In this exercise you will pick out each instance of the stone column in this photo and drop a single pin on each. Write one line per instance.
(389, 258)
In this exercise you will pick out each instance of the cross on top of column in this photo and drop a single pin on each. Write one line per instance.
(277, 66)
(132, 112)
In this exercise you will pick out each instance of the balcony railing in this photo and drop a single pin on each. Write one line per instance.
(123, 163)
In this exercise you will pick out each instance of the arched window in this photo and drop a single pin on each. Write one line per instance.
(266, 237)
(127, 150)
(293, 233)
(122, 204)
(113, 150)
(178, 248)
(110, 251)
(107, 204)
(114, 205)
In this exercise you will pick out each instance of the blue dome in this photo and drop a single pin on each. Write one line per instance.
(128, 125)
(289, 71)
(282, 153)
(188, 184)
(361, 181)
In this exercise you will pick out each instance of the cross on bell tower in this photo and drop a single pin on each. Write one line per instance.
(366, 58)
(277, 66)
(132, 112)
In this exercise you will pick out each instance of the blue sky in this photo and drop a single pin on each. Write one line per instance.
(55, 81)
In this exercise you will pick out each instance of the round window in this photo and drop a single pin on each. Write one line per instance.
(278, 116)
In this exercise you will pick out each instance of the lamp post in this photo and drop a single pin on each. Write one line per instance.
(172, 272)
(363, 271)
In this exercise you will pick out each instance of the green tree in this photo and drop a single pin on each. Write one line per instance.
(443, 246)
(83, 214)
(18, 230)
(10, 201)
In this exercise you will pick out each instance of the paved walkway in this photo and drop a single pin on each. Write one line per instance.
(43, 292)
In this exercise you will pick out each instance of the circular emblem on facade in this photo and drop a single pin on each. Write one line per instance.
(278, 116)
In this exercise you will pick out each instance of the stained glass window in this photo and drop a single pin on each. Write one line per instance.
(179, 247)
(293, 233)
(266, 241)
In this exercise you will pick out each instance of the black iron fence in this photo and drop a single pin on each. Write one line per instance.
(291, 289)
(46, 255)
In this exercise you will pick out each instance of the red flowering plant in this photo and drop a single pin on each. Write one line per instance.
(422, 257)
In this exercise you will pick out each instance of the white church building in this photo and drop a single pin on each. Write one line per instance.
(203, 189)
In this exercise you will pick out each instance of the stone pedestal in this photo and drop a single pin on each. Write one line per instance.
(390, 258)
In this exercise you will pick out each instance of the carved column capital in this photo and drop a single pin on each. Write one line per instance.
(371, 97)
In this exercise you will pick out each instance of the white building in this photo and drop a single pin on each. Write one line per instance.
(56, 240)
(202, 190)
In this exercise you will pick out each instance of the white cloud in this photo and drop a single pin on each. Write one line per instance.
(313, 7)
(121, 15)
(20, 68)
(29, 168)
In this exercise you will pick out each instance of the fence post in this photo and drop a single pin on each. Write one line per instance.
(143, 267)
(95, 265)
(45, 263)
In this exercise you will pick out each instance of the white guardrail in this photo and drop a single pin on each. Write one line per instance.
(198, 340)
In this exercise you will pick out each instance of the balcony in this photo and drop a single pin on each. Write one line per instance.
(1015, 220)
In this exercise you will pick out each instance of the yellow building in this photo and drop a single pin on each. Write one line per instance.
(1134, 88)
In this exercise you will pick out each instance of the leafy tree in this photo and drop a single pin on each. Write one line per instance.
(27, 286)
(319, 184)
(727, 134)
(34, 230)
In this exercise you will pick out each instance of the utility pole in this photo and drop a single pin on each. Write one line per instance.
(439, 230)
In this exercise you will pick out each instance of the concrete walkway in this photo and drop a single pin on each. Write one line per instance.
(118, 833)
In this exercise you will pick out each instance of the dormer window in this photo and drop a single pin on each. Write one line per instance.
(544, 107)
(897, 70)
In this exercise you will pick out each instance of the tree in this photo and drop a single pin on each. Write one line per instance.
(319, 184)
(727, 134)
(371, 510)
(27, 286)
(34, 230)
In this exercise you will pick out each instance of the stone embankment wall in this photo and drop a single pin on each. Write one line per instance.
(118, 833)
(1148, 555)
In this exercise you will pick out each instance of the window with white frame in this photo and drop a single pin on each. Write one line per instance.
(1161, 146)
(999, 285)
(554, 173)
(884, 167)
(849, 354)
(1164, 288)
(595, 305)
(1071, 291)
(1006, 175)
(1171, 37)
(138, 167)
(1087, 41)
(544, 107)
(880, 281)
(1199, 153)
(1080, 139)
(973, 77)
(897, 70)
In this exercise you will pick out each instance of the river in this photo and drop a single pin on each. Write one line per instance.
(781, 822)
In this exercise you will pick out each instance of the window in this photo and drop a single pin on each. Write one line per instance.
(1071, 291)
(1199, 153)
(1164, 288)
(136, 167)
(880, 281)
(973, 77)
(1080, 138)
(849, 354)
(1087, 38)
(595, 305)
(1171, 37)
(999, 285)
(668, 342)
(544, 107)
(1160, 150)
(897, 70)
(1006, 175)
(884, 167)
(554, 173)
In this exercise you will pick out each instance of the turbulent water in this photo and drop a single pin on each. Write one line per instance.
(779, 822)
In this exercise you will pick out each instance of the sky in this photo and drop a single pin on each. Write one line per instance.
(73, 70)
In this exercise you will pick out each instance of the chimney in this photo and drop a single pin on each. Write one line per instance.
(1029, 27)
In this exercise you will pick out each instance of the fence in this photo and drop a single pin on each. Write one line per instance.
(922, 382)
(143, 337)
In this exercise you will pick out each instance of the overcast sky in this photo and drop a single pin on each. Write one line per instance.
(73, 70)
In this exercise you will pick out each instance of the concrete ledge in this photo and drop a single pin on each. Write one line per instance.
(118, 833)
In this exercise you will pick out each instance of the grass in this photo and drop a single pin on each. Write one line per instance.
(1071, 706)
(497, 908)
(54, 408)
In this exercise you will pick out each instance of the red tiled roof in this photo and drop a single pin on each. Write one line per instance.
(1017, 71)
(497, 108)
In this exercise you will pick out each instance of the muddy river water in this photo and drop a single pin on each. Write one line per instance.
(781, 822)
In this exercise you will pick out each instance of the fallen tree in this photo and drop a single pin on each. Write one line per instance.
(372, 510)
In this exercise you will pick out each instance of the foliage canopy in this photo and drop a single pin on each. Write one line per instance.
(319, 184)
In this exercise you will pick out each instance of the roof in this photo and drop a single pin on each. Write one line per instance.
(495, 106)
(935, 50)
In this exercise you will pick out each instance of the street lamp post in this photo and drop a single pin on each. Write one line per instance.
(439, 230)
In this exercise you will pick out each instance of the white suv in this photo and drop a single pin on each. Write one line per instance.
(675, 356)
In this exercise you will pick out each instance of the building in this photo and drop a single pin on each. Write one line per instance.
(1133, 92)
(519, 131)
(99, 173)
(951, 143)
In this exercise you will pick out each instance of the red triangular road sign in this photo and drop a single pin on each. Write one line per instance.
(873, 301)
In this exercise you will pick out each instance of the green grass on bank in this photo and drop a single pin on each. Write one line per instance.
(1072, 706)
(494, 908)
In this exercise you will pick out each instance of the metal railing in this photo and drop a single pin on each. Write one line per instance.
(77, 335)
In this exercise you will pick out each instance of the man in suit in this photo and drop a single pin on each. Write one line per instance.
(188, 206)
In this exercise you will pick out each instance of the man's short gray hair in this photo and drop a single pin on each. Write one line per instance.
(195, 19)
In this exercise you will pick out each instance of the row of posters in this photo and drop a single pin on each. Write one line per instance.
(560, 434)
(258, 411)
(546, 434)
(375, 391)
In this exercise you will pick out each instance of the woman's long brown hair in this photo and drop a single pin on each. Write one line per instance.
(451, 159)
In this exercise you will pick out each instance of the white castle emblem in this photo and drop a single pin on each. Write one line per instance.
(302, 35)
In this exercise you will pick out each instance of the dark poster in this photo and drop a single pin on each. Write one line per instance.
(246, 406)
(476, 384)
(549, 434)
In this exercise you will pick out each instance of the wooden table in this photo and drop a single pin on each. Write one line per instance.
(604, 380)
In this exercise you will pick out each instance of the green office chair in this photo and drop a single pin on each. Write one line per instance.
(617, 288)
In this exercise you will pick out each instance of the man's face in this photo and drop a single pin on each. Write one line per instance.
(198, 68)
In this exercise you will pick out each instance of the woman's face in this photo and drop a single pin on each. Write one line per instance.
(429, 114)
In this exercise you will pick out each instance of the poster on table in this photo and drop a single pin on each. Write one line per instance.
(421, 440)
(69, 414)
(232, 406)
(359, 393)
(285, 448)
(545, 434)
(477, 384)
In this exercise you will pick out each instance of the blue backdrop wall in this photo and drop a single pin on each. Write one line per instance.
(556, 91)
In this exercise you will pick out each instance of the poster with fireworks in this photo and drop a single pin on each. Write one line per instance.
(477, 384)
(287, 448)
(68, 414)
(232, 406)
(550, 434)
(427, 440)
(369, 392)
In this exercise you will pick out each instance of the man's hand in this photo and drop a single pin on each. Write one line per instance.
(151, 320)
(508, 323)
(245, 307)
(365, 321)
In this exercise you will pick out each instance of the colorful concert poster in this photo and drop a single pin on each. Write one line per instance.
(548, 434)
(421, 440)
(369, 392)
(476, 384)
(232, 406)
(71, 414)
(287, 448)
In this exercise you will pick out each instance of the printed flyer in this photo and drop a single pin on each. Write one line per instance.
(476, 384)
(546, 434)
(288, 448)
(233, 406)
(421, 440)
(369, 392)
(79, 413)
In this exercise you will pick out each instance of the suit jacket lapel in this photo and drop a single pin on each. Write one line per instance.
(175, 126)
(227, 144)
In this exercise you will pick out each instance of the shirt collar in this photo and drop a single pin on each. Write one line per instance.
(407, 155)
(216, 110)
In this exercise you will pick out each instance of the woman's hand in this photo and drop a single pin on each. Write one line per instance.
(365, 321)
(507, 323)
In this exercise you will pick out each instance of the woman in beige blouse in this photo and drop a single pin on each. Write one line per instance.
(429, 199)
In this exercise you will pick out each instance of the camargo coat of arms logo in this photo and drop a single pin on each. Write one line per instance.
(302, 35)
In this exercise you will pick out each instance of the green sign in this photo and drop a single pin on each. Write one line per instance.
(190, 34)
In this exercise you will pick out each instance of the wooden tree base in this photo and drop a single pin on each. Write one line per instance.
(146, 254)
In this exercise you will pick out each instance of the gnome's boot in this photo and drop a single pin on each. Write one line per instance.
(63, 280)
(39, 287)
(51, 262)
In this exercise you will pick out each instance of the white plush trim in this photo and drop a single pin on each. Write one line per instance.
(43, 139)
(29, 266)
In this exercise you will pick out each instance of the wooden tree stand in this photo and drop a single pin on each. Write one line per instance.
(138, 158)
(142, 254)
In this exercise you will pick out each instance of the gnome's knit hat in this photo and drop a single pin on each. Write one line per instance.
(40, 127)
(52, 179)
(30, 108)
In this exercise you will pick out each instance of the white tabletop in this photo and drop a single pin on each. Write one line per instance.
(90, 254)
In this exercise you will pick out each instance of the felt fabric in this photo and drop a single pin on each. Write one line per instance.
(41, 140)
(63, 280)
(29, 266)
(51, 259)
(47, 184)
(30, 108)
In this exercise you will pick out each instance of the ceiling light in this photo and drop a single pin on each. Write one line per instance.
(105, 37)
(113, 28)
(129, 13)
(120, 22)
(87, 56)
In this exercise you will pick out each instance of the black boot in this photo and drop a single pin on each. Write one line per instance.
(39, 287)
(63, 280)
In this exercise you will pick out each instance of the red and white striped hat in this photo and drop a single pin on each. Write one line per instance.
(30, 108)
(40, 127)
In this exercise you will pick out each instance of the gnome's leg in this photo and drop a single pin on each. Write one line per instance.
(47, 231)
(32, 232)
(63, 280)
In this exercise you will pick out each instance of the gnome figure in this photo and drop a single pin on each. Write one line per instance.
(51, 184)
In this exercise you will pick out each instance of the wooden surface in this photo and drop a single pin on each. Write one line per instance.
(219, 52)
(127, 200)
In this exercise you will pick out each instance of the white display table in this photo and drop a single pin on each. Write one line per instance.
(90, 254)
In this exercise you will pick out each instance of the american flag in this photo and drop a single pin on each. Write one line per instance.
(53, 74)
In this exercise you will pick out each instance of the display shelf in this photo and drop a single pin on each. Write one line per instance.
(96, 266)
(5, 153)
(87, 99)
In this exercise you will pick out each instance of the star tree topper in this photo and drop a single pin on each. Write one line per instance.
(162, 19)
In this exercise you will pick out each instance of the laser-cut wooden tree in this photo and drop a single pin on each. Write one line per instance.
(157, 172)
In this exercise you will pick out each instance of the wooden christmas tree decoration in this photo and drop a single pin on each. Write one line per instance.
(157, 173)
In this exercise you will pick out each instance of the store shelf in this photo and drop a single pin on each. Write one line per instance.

——————

# Task instructions
Give back the lines of the listing from the one with "the gnome's leg" through the end, both included, exactly as written and with nothing added.

# Answer to the exercise
In this exercise you will pick out each instance of the gnome's leg in this photo and drop a single pin on each. Write one line per instance.
(47, 231)
(32, 232)
(63, 280)
In this exercise you will pick out each instance of the gnome figure in this photo and drop a single pin on each. Write one line per instance.
(51, 184)
In this exercise you will pick out each instance of the wooden surface in this photo and drop a single pin on each. Write one line per instance.
(219, 52)
(127, 200)
In this exercise you will pick out each instance of the white display table in this photo and drop a single pin on each. Write one line per instance.
(90, 254)
In this exercise you will pick out each instance of the american flag in this photo and drop a single pin on each. Write one line per instance.
(53, 74)
In this exercise you will pick out each instance of the display shelf in this photo and drop a single pin on each. Write one line per instance.
(96, 266)
(5, 153)
(87, 99)
In this exercise you will pick out each instance of the star tree topper in this photo and drop a single pin on each. Write one line per instance.
(162, 19)
In this exercise you will pick out each instance of the laser-cut wooden tree in this photo and drop a single pin on each. Write one line per instance.
(157, 172)
In this exercise you will pick out each instance of the wooden christmas tree decoration in this photo and drop a single pin on each. Write one line per instance.
(157, 173)
In this exercise you will pick out each instance of the store shelf in this photo and drop a single pin on each. Write one line per instance.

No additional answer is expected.